## START Provided records

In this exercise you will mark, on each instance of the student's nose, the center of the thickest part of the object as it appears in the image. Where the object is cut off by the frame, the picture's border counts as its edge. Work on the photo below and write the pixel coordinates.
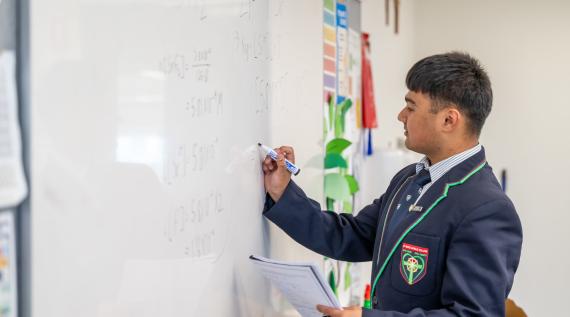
(401, 115)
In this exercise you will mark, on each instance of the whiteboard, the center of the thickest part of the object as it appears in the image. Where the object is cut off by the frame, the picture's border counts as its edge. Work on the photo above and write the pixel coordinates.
(146, 185)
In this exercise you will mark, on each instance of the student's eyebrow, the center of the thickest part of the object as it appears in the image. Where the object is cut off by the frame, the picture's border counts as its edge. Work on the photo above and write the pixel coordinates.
(408, 100)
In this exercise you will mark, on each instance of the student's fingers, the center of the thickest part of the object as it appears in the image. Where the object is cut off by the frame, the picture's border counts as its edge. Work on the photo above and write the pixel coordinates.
(269, 164)
(289, 153)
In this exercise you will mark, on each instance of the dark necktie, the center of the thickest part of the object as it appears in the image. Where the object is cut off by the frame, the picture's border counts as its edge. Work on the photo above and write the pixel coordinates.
(408, 198)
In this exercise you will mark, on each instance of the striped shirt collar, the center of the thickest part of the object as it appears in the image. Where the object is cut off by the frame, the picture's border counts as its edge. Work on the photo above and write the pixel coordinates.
(439, 169)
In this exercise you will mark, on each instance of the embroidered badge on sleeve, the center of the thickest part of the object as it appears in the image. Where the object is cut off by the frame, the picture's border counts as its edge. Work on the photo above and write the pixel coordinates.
(413, 263)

## END Provided records

## What is asked
Starting at the line that contains "of the dark" and ending at the final line of the records, write out every line again and add 88 to each number in the coordinates, leaving all other text unchanged.

## Answer to the problem
In this exercise you will mark, on each instance of the dark necktie, the center of the thickest part of the object as it appears in the image. Where the object is cut off by the frame, the picture's border counts as its edge. Work on the photo above and write the pixel coordinates.
(496, 286)
In this exercise you will mark, on each instance of the striped shirt collar, the center of the thickest part of the object as it appears in the image. Where the object is cut off by the frame, the picture's border counts as its edge. Work on the photo above and write the pixel coordinates.
(527, 257)
In this exercise you will mark, on each instance of the embroidered badge on sleeve, the center of the thickest part of the object as it appears in the image. Where the object is cut off by the frame, the picture's border counts as its edge. Work on the photo above and write the pixel coordinates.
(501, 351)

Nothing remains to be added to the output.